• Requirements
A. Name every snowboard boot model mentioned in the binding-size thread.
B. Reproduce part of the binding-size thread word for word, beginning with "I was able to fit into both M/L" and stopping after "Atlas this year.".

• Supplied text
+++

# Union Med/Large with 10.5 boot....



## tonyisnowhere (Sep 24, 2012)

Ok so my 10.5 Burton Ruler and Awol fit in my Med/large Union SL and Atlas. My question is should I think about getting bigger ankle straps? Anyone have experience with this? I hate being right at the cut off ! Thanks for your help


----------



## arl2 (Nov 29, 2010)

I wear size 10 K2 Maysis and people have suggested that I go with the M/L. For that size Union says it goes up to 11 (Spinal Tap) :laugh:. Anyway, I think if your not going to grow much the M/L would be the way to go. That's if you were to buy online or something. I would still go to a shop that has them both the M/L and L/XL and try them on with your boot because its not the same for everybody!


----------



## Alkasquawlik (Jul 13, 2010)

What makes you think you need bigger ankle straps? Are you having an issue strapping in?

I don't have any first hand experience on wearing Rulers or AWOLs, but I do have a 10.5 Nike Kaiju.
I was able to fit into both M/L and L/XL Force and Contacts with my boot, although I preferred the L/XL pairs because they fit my boot straight out of the box. All I had to do was rotate the highbacks and I was good. With the M/L pairs, I had to fiddle with the straps a bit to adjust them, which isn't a huge issue at all, but if I had to choose between the two, I'd go with the L/XL bindings.

The Stage 3/Atlas tray is longer than both the Contacts and Forces, so although I was able to fit into both of them, I prefer the M/L Atlas' because I don't need the toe/heel overhang that the excess length of the tray leaves me. I had a pair of Teams last year in a L/XL, and had to size down to a M/L Atlas this year.


----------



## tonyisnowhere (Sep 24, 2012)

I used to have Large/Ex L Union Data but they would be way to big on my camber 158. I am using the SL for that. But I guess I am questioning it because even though the strap is centered it seems like too many teeth are showing and that a bigger strap would support the larger boot...I haven't ridden on them yet just :dunno: curious if anyone has tried it.

+++

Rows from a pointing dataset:

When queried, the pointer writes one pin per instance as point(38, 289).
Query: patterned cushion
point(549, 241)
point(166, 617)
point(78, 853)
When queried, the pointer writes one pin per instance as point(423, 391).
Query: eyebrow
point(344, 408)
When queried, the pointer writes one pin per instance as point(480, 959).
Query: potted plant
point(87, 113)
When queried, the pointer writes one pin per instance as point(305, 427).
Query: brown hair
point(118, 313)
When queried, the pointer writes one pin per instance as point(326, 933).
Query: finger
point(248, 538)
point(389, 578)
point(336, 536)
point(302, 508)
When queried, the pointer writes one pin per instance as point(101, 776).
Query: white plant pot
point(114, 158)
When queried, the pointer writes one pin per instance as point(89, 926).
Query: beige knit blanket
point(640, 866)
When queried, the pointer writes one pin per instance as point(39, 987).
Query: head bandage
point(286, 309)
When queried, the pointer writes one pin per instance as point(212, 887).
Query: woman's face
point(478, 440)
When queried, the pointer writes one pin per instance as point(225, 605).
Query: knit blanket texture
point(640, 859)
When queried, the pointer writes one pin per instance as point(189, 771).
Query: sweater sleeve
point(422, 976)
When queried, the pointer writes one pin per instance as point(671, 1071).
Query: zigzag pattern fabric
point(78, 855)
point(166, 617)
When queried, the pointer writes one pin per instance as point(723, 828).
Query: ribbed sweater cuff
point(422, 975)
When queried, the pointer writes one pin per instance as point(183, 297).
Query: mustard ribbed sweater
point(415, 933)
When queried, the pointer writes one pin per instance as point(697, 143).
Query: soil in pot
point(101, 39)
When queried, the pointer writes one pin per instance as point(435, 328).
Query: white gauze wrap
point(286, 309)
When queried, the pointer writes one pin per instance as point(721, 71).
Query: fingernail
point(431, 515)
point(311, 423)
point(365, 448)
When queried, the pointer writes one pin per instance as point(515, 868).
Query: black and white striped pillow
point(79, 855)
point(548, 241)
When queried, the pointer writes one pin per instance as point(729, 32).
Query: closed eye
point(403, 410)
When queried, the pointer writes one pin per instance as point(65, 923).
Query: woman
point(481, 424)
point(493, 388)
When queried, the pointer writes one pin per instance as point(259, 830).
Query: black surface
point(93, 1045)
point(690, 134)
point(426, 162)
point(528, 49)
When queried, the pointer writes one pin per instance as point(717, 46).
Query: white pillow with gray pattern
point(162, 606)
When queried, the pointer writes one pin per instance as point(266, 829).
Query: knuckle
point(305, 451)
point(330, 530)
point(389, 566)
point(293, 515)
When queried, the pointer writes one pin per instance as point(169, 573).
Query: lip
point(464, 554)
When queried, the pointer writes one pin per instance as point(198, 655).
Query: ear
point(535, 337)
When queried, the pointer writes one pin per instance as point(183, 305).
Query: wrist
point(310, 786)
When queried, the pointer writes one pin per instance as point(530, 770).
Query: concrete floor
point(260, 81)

+++

• Solutions to each task
A. Burton Ruler, Awol, K2 Maysis, Nike Kaiju

B.
I was able to fit into both M/L and L/XL Force and Contacts with my boot, although I preferred the L/XL pairs because they fit my boot straight out of the box. All I had to do was rotate the highbacks and I was good. With the M/L pairs, I had to fiddle with the straps a bit to adjust them, which isn't a huge issue at all, but if I had to choose between the two, I'd go with the L/XL bindings.

The Stage 3/Atlas tray is longer than both the Contacts and Forces, so although I was able to fit into both of them, I prefer the M/L Atlas' because I don't need the toe/heel overhang that the excess length of the tray leaves me. I had a pair of Teams last year in a L/XL, and had to size down to a M/L Atlas this year.